→ What the exercise asks: Starting with the line that contains "Place a dot on every instance of the license" and continuing through the end of the data, repeat each line word for word, with nothing else.

→ Recorded data:
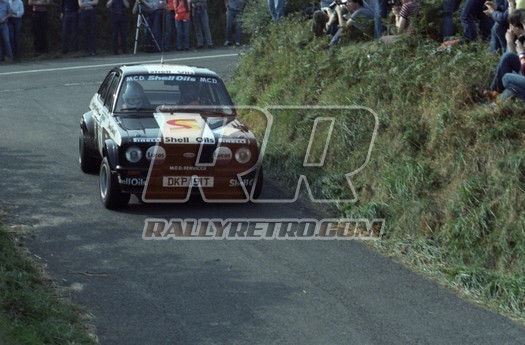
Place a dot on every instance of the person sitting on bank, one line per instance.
(358, 23)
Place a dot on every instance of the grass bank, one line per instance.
(447, 172)
(31, 312)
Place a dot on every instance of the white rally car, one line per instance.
(165, 132)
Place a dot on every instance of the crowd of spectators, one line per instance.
(162, 21)
(500, 23)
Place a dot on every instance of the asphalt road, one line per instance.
(199, 292)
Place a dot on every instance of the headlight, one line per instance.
(243, 155)
(133, 154)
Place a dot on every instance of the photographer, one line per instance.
(403, 15)
(509, 79)
(358, 24)
(471, 13)
(499, 13)
(152, 11)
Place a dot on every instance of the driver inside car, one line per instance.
(134, 97)
(190, 94)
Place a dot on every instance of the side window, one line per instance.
(112, 93)
(103, 90)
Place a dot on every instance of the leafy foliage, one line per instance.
(446, 169)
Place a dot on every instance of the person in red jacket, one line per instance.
(182, 21)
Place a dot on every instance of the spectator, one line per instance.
(507, 80)
(357, 23)
(473, 12)
(200, 22)
(69, 16)
(403, 14)
(182, 20)
(169, 32)
(381, 12)
(39, 18)
(119, 24)
(514, 5)
(499, 13)
(449, 8)
(88, 19)
(276, 9)
(5, 10)
(234, 9)
(516, 29)
(324, 22)
(15, 26)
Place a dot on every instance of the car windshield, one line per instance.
(148, 92)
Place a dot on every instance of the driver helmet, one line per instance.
(134, 95)
(190, 93)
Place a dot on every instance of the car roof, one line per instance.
(166, 69)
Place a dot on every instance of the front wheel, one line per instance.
(258, 185)
(110, 193)
(88, 164)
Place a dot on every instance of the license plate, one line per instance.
(186, 181)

→ Written answer:
Place a dot on every instance of the license plate, one line per instance.
(186, 181)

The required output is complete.